EXCERPT TO READ:
--

The scheme “lacks any rational basis” because suspending the licenses of the poor will have a negative effect on their ability to pay court debts, court papers allege.
Michigan isn’t the only state under fire for penalizing low-income drivers.
A similar class-action suit was filed in Virginia last summer by the Charlottesville-based nonprofit Legal Aid Justice Center, which says nearly one million drivers have suspended licenses for failure to pay court costs and fines.
The lawsuit was dismissed in March, however, when a federal judge ruled he had no jurisdiction over the matter but the state courts did. (The plaintiffs filed an appeal of this decision in April, the Richmond Times-Dispatch reported.)
Still, the U.S. Department of Justice sided with the state’s low-income drivers. In a brief filed in support of the class-action suit last year, DOJ civil rights lawyers agreed that Virginia’s practice violated the Constitution’s due process clause.
California is also facing lawsuits over license suspensions.
Last August, civil rights lawyers filed a lawsuit against Los Angeles Superior Court for suspending licenses of low-income drivers, suggesting this practice disproportionately affected black and Latino residents.
The Western Center on Law and Poverty, which represents the motorists, said the court did not examine whether the drivers “willfully” ignored their fines or were too broke to pay the penalties before suspending their licenses.
According to the suit, Gloria Mata Alvarado received a ticket for not wearing a seatbelt and was ordered to pay $700. She and her husband are disabled and have a $1,500 monthly income. When a judge reduced her fine to $600, she still couldn’t pay, so the court ordered the Department of Motor Vehicles to suspend her license.
The ACLU of Northern California filed a statewide lawsuit against the Department of Motor Vehicles in October 2016 to address the issue.
In Fowler’s case, she says her $712 monthly income from her part-time job makes it impossible to pay her court fees.
Fowler had acquired three traffic tickets while living in Georgia, from 2008 to 2012, but was unable to pay them. When she moved to Michigan in 2012, she was unable to renew her license because of the Georgia court debts.
The fees piled on in winter of that year, when Fowler’s baby daughter developed a 103-degree fever during an ice storm. She feared EMS wouldn’t arrive on time, so she drove her baby to the hospital despite having a suspended license.
While speeding to the hospital, a police officer pulled her over in Ferndale. He was sympathetic to her emergency and let her go, but not without citations for speeding and driving with a suspended license that totaled nearly $600.
Sometime later, Fowler went to the Ferndale courthouse and said she couldn’t afford her tickets, but she was told that if she didn’t pay in three weeks, a warrant would be issued for her arrest, the lawsuit states.

--

REQUIRED TASKS:
(1) Answer these questions from the article on license suspensions, one line each:
(a) How many Virginia drivers does the Legal Aid Justice Center say have suspended licenses for failure to pay court costs and fines?
(b) What amount was Gloria Mata Alvarado first ordered to pay for not wearing a seatbelt?
(c) What is Fowler's monthly income from her part-time job?
(2) Transcribe the part of the article on license suspensions that opens with the words containing "In Fowler’s case, she" and closes with "Georgia court debts.".

--

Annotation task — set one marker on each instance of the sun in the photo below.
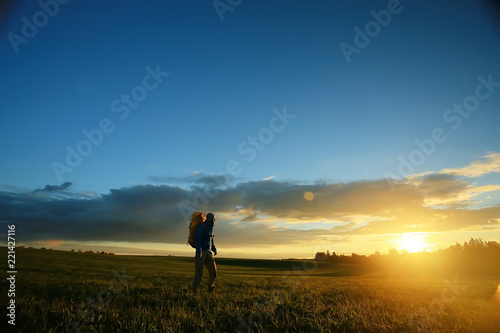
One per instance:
(413, 243)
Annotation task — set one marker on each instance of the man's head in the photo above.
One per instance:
(210, 217)
(198, 216)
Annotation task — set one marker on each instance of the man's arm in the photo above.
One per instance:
(197, 238)
(214, 249)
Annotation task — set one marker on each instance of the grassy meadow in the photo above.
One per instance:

--

SOLUTIONS BY TASK:
(1)
(a) Nearly one million.
(b) $700.
(c) $712.

(2)
In Fowler’s case, she says her $712 monthly income from her part-time job makes it impossible to pay her court fees.
Fowler had acquired three traffic tickets while living in Georgia, from 2008 to 2012, but was unable to pay them. When she moved to Michigan in 2012, she was unable to renew her license because of the Georgia court debts.